>> BEGIN EXERCISE INPUTS

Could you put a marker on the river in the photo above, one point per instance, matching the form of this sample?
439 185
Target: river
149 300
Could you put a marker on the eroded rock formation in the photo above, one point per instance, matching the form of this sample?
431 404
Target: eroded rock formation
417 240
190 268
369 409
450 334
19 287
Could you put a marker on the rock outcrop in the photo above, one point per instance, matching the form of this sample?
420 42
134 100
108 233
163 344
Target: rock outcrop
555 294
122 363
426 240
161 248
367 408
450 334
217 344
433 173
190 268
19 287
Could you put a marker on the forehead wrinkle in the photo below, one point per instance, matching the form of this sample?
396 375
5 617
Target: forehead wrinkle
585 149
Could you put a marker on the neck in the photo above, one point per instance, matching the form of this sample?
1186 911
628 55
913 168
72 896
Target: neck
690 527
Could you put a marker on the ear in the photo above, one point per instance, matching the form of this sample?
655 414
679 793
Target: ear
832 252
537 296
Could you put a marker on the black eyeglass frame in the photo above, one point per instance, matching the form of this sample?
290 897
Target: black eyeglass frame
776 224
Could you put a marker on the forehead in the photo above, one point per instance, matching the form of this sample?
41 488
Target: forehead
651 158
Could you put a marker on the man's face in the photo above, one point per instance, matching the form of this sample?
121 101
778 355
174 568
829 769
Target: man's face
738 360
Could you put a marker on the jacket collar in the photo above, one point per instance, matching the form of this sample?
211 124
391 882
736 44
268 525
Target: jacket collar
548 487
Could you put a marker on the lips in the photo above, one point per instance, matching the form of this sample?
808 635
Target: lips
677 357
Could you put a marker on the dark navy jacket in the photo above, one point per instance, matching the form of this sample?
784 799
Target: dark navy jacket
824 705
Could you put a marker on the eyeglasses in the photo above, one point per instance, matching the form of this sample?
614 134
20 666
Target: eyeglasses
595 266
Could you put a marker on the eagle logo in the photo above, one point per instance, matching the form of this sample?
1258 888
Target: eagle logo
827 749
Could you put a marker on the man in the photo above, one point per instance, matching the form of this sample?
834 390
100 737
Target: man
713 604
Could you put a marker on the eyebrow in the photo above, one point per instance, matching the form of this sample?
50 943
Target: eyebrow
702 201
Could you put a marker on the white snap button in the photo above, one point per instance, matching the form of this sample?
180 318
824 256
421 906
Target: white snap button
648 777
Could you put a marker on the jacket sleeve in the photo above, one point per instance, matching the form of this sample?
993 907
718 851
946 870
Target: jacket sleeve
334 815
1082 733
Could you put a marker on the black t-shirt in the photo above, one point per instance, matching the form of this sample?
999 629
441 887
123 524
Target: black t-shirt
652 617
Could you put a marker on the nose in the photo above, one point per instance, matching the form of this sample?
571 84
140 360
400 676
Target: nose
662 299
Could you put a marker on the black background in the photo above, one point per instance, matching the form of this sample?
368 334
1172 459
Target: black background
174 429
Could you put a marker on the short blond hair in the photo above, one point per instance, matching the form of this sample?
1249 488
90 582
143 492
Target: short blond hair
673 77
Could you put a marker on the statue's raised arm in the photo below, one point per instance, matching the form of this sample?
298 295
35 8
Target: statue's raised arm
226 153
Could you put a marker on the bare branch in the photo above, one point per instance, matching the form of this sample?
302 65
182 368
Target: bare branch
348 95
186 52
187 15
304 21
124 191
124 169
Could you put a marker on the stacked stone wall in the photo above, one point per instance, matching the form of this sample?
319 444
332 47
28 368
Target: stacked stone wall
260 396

>> END EXERCISE INPUTS

WHAT NEEDS TO BE DONE: Rewrite all of the data above, replacing "put a marker on" with "place a point on" wherever it occurs and keeping everything else unchanged.

COMPLETE ANSWER:
Could you place a point on the river in the photo above, one point per instance, matching the form of this sample?
439 185
Target: river
149 300
Could you place a point on the eroded rock formation in the photo above, one point per instance, matching the form of this sample?
431 404
Target: eroded rock formation
417 240
190 268
369 409
450 334
19 287
Could you place a point on the rock outcrop in the photo above, one point per instance, matching the form of this sample?
420 42
134 100
108 233
163 344
Target: rock outcrop
555 294
122 363
426 240
161 248
367 408
450 334
217 344
433 173
190 268
19 287
Could you place a point on the forehead wrinkle in the photo below, one point per instance, matching the form of this sample?
396 375
5 617
Target: forehead wrinkle
585 149
Could you place a point on the neck in the photo above, one point per instance, matching the form of this sample?
1186 911
628 55
913 168
72 896
Target: neck
690 527
Could you place a point on the ear in the photo above, one point per instance, matching the form of this sample?
655 414
679 793
Target: ear
832 252
537 296
Could you place a point on the black eyeglass frame in the photo above, one point per instance, matching the form of this sample?
290 897
Target: black eyeglass frame
776 224
Could you place a point on the forehead in the photo above, one point per instance, matching the form of this sample?
41 488
Target: forehead
651 158
Could you place a point on the man's face in the photo above, one point per instance, matching the form of this sample?
121 101
778 355
174 568
829 769
Target: man's face
738 360
Could you place a point on the jacket collar in the photo above, one point per instance, matching the form of this sample?
211 124
391 882
736 44
268 525
Target: jacket collar
548 487
Could you place a point on the lips in the photo above, one point per instance, matching the form of this sample?
808 635
Target: lips
677 357
Could you place a point on the dark navy jacket in the photo above, one point per instance, matching the form of this sample?
784 799
Target: dark navy jacket
824 705
Could you place a point on the eyeglasses in the photo above, one point per instance, matching the form of this sample?
614 134
20 666
Target: eyeglasses
595 266
Could you place a point on the eagle logo in the photo above, one point per instance, matching the form of this sample?
1258 888
Target: eagle logo
827 749
Could you place a point on the man in the photo above, one point per instance, matching the form of this sample?
834 390
100 737
Target: man
713 604
Could you place a point on the eyebrow in the photo above, one point per instance, matching the form of this sample?
50 943
Target: eyebrow
702 201
Could you place a point on the white snap button in the photo above, one point per instance, matching the form of this sample?
180 318
824 256
421 906
Target: white snap button
648 777
Could you place a point on the jacket sleeve in the photo above, one point per instance, matching the form of this sample?
993 907
718 851
946 870
Target: jacket sleeve
334 815
1082 733
Could you place a point on the black t-shirt in the photo above, one point per instance, matching the form of this sample?
999 629
441 887
123 524
Target: black t-shirt
652 617
Could you place a point on the nose in the photo above, one point per instance, matching the form of this sample?
571 84
140 360
400 676
Target: nose
662 299
Could you place a point on the black background in the photo above, one point per instance, matching the form of this sample?
368 334
1172 459
Target: black background
174 429
Could you place a point on the short blond hair in the photo above, one point per instance, matching the form of this sample?
1249 488
90 582
143 492
Target: short blond hair
673 77
Could you place a point on the statue's raised arm in the photo below, one point per instance, matching the form of this sample?
298 295
35 8
Target: statue's raised arm
226 153
Could you place a point on the bare branch in the photo above, one point per instance, matching the form of this sample?
302 65
182 368
Target: bare branch
348 95
186 52
187 15
304 21
124 191
124 169
Could you place a point on the stacked stone wall in the photo above, one point per instance, matching the form of this sample?
319 444
332 47
28 368
Target: stacked stone wall
260 396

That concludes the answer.